__Given problem__. Transcribe the entries that follow, word for word.

__Dataset excerpts__.

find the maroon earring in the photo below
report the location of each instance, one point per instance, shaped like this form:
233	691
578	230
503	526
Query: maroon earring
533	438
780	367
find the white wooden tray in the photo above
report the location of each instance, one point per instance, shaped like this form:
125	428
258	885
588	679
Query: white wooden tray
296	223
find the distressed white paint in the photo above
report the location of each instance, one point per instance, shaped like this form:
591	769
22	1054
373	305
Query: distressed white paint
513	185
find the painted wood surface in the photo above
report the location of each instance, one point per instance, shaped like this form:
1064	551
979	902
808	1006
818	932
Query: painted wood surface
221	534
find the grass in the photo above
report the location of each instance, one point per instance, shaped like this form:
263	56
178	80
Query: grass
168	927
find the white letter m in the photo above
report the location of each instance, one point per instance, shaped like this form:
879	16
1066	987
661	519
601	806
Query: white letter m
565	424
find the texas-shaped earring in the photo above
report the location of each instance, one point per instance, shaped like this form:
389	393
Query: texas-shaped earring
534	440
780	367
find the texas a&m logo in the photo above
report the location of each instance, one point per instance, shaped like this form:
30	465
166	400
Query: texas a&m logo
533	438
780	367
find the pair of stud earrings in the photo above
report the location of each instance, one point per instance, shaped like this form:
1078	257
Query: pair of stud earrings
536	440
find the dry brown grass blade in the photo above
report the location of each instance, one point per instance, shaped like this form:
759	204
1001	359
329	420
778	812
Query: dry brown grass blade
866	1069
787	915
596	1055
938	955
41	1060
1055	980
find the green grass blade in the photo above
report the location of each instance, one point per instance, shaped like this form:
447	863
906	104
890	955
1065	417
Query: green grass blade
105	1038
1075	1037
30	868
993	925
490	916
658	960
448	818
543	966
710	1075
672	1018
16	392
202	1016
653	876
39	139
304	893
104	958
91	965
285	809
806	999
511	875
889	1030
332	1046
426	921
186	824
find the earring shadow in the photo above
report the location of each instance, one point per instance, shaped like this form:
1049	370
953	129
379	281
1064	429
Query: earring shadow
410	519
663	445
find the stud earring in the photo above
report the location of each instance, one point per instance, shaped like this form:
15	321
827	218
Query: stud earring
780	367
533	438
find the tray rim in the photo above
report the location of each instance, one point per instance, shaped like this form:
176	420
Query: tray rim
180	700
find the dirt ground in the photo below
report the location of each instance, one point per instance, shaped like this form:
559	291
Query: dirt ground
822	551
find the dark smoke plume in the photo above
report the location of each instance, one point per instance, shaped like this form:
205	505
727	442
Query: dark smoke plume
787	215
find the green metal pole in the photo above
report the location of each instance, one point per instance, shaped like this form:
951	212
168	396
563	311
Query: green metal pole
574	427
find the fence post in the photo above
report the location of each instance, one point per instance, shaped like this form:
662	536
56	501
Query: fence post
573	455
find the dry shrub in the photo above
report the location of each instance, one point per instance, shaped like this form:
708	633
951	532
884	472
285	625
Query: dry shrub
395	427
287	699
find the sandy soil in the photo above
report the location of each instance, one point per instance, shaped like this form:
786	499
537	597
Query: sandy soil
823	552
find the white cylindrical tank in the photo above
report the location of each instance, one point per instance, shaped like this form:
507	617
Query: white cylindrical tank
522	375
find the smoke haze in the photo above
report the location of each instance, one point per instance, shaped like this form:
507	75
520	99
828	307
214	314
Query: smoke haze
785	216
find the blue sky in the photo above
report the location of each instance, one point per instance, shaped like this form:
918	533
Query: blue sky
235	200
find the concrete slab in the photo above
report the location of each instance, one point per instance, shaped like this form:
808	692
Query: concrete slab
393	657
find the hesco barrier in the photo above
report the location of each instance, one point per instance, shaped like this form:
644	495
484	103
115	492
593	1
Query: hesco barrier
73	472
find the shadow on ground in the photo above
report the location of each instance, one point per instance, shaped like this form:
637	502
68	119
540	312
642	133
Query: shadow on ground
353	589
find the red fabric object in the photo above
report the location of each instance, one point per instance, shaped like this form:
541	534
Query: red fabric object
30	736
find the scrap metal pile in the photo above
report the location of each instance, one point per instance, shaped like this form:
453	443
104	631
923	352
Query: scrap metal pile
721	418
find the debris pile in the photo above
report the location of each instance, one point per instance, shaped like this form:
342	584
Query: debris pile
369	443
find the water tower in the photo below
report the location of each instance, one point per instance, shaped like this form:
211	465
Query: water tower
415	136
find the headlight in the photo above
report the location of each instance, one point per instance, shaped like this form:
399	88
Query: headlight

__Task solution__.
find the maroon earring in the photo below
report the location of each instance, one point per instance, shaped like this form:
233	691
578	230
503	526
Query: maroon earring
533	438
780	367
find the white wooden tray in the photo above
report the location of each instance, one point per instance, shaped like this form:
125	428
258	885
588	679
Query: white wooden tray
296	223
find the distressed white paint in the photo above
report the location of each instance, one point per instance, shaped like this form:
591	769
22	1054
373	305
Query: distressed white paint
513	185
find the painted wood surface in the photo above
report the location of each instance, one point per instance, shaped like this form:
1064	551
979	902
808	1006
818	932
Query: painted wood surface
221	534
find the grass in the photo above
report the location of each instance, one point per instance, shaped like this form:
263	56
178	80
Query: grass
168	927
find the white letter m in the photo above
report the location of each instance, one point per instance, shaped like this form:
879	16
1066	987
661	519
601	806
Query: white letter m
565	424
find the texas-shaped earring in the photo above
report the location of each instance, one point per instance, shaped like this form:
389	393
Query: texas-shaped earring
534	440
780	367
find the texas a&m logo in the photo above
report the location of each instance, one point per instance, shaped like this form:
30	465
166	400
Query: texas a&m logo
533	438
780	367
find the pair of stud earrings in the photo above
report the location of each instance, one point per instance, shaped like this form:
1078	257
Query: pair of stud earrings
536	440
find the dry brown grass blade in the photo above
report the location of each instance, one point per instance, shaped like this form:
759	204
1001	359
329	420
778	812
Query: dry brown grass blade
866	1069
787	915
596	1055
938	955
41	1060
1055	980
find the green grass blade in the photo above
report the location of each instance, one point per instance, shaped like this form:
447	863
906	104
890	955
1065	417
Query: green grass blade
105	1038
1075	1037
30	868
993	925
490	916
658	960
448	818
543	966
710	1075
672	1018
16	392
202	1016
653	876
39	139
304	893
104	958
91	965
285	809
806	999
511	875
889	1030
332	1046
426	921
186	824
find the earring shadow in the photo above
report the location of each instance, one point per instance, shaped like this form:
1049	370
953	129
379	281
1064	429
Query: earring shadow
410	519
663	445
find the stud earring in the photo above
report the location of each instance, one point per instance, shaped like this form:
15	321
827	218
Query: stud earring
780	367
533	438
find the tray rim in the photo above
report the location of each instance, one point per instance, shaped like this form:
176	420
Query: tray rim
180	700
find the dirt ground in the photo below
report the location of each instance, one point per instance, shaped like this form:
559	291
Query: dirt ground
822	551
find the dark smoke plume in the photo above
report the location of each instance, one point per instance, shaped like this form:
205	505
727	442
Query: dark smoke plume
787	215
find the green metal pole in the photo above
report the location of each instance, one point per instance, shaped like this form:
951	212
168	396
563	311
Query: green metal pole
574	427
find the fence post in the photo above
report the location of each instance, one point per instance, shaped like this form:
662	536
56	501
Query: fence post
573	455
find the dry shrub in the photo above
report the location of each instance, one point per instance, shaped like this form:
708	633
951	532
884	472
285	625
Query: dry shrub
395	427
287	699
find the sandy soil in the photo above
report the location of each instance, one point per instance, shaped like this form:
786	499
537	597
Query: sandy soil
823	552
find the white cylindrical tank in the photo above
report the location of each instance, one point per instance, shaped like this form:
507	617
Query: white cylindrical tank
522	375
find the smoke haze in the photo above
report the location of each instance, one point per instance, shaped like this form:
507	75
520	99
828	307
214	314
Query: smoke haze
785	216
find the blue sky in the photo above
report the location of each instance, one point per instance, shaped like this form:
918	533
Query: blue sky
235	200
find the concrete slab in the photo above
report the location of each instance, one point per instance, shaped like this form:
808	692
Query: concrete slab
393	657
find the hesco barrier in the photo above
report the location of each instance, one point per instance, shaped like this form:
644	495
484	103
115	492
593	1
Query: hesco barrier
73	472
find the shadow on ground in the photo above
report the location of each instance, one point per instance, shaped like this form:
637	502
68	119
540	312
642	133
Query: shadow on ground
353	589
find the red fabric object in the photo above
report the location of each instance, one point per instance, shaped like this form:
541	534
Query: red fabric object
30	736
find the scrap metal pile in the photo above
report the location of each instance, one point per instance, shaped like this form:
453	443
104	631
923	352
Query: scrap metal pile
721	418
find the debris pile in the photo above
report the location of each instance, one point per instance, shaped like this form:
342	584
Query: debris pile
369	443
find the water tower in the photo below
report the location of each instance, one point per instance, shaped like this form:
211	465
Query: water tower
415	136
find the headlight in the photo above
report the location of each instance, one point per instance, shaped like this form:
399	88
Query: headlight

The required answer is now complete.